§ **Assignment**
Will you quote only the lines starting at the one that contains "Your task: look at the preceding image and identify the plain" and ending with the last line of the listing below, inclusive?

◇ ◇ ◇ ◇ ◇

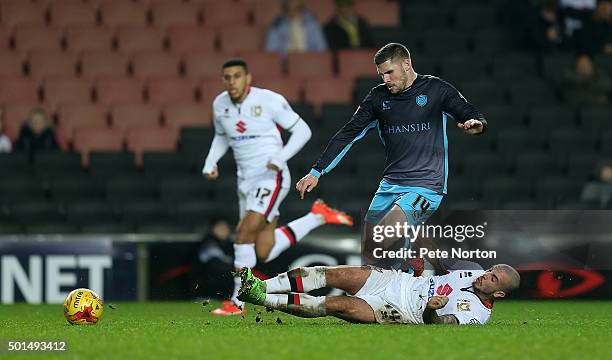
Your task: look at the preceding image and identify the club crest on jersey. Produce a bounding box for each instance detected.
[251,105,262,117]
[457,300,471,312]
[236,120,247,133]
[416,94,428,107]
[381,100,391,111]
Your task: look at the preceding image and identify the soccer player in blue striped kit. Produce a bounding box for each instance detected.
[296,43,488,271]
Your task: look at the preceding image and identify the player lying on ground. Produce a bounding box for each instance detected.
[238,263,520,325]
[202,59,354,315]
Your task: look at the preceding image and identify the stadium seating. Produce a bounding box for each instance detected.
[95,77,145,105]
[100,1,148,27]
[337,50,377,79]
[202,2,250,29]
[150,2,201,30]
[14,25,63,53]
[49,1,97,27]
[147,77,196,105]
[117,26,165,53]
[0,53,25,77]
[0,1,46,28]
[126,127,179,166]
[0,77,39,104]
[132,52,182,78]
[58,104,109,142]
[254,77,302,103]
[42,77,93,110]
[28,51,78,79]
[80,51,131,79]
[236,51,284,78]
[111,104,162,133]
[167,26,216,54]
[65,25,115,53]
[184,51,229,78]
[219,26,264,53]
[287,52,334,80]
[163,104,212,129]
[304,77,353,110]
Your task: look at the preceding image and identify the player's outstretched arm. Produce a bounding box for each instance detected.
[422,296,459,325]
[457,119,485,135]
[296,173,319,200]
[202,134,229,180]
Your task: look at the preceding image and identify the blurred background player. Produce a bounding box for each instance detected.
[296,43,487,271]
[238,263,520,325]
[202,59,353,315]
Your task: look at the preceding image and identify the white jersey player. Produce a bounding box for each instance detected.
[237,263,520,325]
[202,59,354,316]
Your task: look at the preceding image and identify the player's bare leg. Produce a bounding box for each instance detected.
[238,267,376,323]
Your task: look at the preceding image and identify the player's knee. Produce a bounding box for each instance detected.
[235,227,258,244]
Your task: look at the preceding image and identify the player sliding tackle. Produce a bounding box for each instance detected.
[238,263,519,325]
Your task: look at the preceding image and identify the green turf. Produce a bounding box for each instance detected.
[0,301,610,359]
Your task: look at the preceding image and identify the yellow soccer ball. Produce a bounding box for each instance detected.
[63,288,104,325]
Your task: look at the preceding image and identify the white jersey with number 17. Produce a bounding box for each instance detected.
[212,87,301,179]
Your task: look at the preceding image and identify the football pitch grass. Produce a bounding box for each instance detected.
[0,301,610,359]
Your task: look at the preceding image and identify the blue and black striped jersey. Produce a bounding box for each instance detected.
[311,74,487,194]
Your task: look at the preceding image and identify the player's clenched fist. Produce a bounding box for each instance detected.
[203,166,219,180]
[426,296,449,310]
[296,173,319,199]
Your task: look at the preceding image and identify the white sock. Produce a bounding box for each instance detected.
[264,266,327,293]
[231,243,256,306]
[264,213,325,263]
[264,293,327,317]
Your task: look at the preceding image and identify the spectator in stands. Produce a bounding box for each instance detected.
[559,0,597,44]
[560,53,611,105]
[526,0,566,50]
[189,219,234,299]
[265,0,328,55]
[324,0,372,51]
[581,160,612,208]
[14,108,59,157]
[0,110,12,153]
[576,0,612,55]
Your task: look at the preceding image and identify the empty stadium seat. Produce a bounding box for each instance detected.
[151,2,201,30]
[34,152,84,179]
[567,152,599,182]
[492,52,539,80]
[95,78,145,105]
[80,51,130,79]
[304,77,353,110]
[65,25,115,53]
[100,1,148,27]
[0,77,39,105]
[287,52,333,79]
[58,104,108,142]
[236,51,284,77]
[184,51,231,79]
[111,104,161,134]
[50,1,97,27]
[202,2,250,28]
[509,80,557,106]
[28,51,78,79]
[479,105,527,132]
[0,1,46,28]
[0,178,47,203]
[0,53,24,77]
[49,175,105,201]
[421,30,469,56]
[253,0,282,27]
[142,151,192,179]
[159,175,214,202]
[603,131,612,155]
[527,106,577,132]
[117,26,165,53]
[513,152,561,181]
[73,128,125,164]
[337,50,377,79]
[147,77,196,105]
[42,77,93,110]
[198,78,226,107]
[132,52,181,78]
[548,128,597,158]
[219,26,265,53]
[439,55,490,85]
[179,127,214,155]
[9,200,64,224]
[355,0,400,26]
[542,53,574,82]
[307,0,335,23]
[88,151,137,176]
[461,153,508,183]
[121,200,171,225]
[167,25,216,54]
[534,176,581,207]
[65,200,117,226]
[471,29,508,56]
[454,5,498,31]
[163,104,211,129]
[253,77,302,103]
[496,129,544,158]
[482,177,532,208]
[106,175,157,202]
[0,153,32,176]
[457,81,507,106]
[14,25,63,52]
[126,127,178,166]
[320,104,354,131]
[580,105,612,134]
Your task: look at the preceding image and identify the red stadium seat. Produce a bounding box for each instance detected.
[111,104,162,132]
[0,1,46,28]
[147,77,196,105]
[80,51,130,79]
[14,25,63,52]
[126,127,178,166]
[308,0,335,23]
[304,77,353,110]
[28,51,78,80]
[132,52,181,79]
[167,25,216,54]
[0,27,11,49]
[337,49,377,79]
[183,51,229,79]
[2,104,40,140]
[287,52,334,79]
[43,76,93,110]
[50,2,97,28]
[95,77,145,105]
[0,53,24,77]
[0,77,39,105]
[163,104,212,129]
[58,104,109,143]
[202,2,250,29]
[117,26,165,54]
[151,2,201,30]
[198,78,225,107]
[253,76,302,103]
[65,25,115,53]
[236,51,284,77]
[219,26,264,53]
[355,1,400,27]
[253,0,282,27]
[73,127,125,165]
[100,1,148,27]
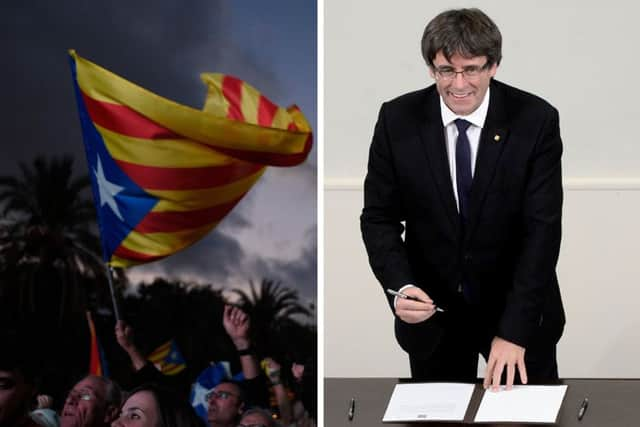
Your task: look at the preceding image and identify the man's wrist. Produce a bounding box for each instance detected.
[236,345,254,356]
[127,347,142,358]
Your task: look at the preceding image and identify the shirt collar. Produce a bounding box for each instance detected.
[440,87,491,129]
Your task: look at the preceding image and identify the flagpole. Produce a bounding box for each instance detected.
[104,263,121,322]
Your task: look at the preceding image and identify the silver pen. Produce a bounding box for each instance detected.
[386,288,445,312]
[577,397,589,420]
[348,397,355,421]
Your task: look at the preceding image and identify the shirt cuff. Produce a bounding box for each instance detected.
[394,284,417,309]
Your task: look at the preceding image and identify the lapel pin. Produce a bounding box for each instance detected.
[493,134,501,142]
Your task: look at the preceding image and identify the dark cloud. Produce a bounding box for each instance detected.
[128,228,246,285]
[244,225,317,302]
[1,0,228,176]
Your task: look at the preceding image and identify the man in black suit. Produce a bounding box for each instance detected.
[361,8,565,390]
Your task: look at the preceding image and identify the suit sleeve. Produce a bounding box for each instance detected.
[360,103,414,311]
[498,107,563,348]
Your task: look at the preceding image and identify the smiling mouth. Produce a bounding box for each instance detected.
[449,92,472,99]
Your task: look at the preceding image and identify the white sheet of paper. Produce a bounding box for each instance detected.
[474,385,568,423]
[382,382,475,422]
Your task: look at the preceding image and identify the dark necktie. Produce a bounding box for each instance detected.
[455,119,472,223]
[454,119,477,303]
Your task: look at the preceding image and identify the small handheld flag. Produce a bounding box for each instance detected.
[147,339,187,376]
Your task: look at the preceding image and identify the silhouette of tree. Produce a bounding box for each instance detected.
[0,155,104,321]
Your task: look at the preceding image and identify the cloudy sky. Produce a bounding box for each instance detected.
[1,2,317,305]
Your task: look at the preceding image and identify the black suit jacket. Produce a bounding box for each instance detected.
[361,79,565,357]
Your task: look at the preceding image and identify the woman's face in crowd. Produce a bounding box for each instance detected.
[111,390,160,427]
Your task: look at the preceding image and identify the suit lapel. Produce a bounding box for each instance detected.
[418,90,459,233]
[466,81,509,241]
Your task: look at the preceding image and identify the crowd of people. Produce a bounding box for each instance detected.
[0,305,316,427]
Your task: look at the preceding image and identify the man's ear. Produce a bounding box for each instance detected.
[237,401,245,415]
[104,404,120,423]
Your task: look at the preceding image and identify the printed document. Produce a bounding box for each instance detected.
[382,382,474,422]
[474,385,568,423]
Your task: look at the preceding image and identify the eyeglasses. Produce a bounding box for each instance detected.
[433,62,490,80]
[67,389,95,401]
[206,389,239,401]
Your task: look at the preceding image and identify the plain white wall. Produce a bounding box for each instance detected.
[324,1,640,378]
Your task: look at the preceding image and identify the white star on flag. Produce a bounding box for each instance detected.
[191,382,212,409]
[93,154,124,221]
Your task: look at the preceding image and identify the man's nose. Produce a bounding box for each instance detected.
[451,72,467,88]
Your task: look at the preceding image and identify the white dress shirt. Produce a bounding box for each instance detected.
[440,87,490,212]
[395,89,491,306]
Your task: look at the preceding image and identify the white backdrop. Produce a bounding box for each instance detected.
[324,0,640,378]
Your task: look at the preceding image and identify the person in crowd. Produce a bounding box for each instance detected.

◇ ◇ ◇ ◇ ◇

§ **Response to the task**
Your task: look at the preceding image and identify the plain white wall. Produce a bounding box for each instance detected.
[324,1,640,378]
Your task: look at the preceding image and identify the white star on flag. Produce a bounding box for each instance detected.
[191,382,212,409]
[93,154,124,221]
Your task: look at the preceding image and identify the man's nose. Produce a bounding box for each instance detected.
[451,72,467,88]
Your task: look at the preceding image and identify the white dress shirt. Produce a bounding box for each instance detected.
[440,87,490,212]
[395,89,491,306]
Your task: look at the preceding image and identify the white backdrop. Produce a bounding box for each instance detected.
[324,0,640,378]
Your task: look at the preceding image and identify the person in crowd. Produce a bounding box for each instance detected.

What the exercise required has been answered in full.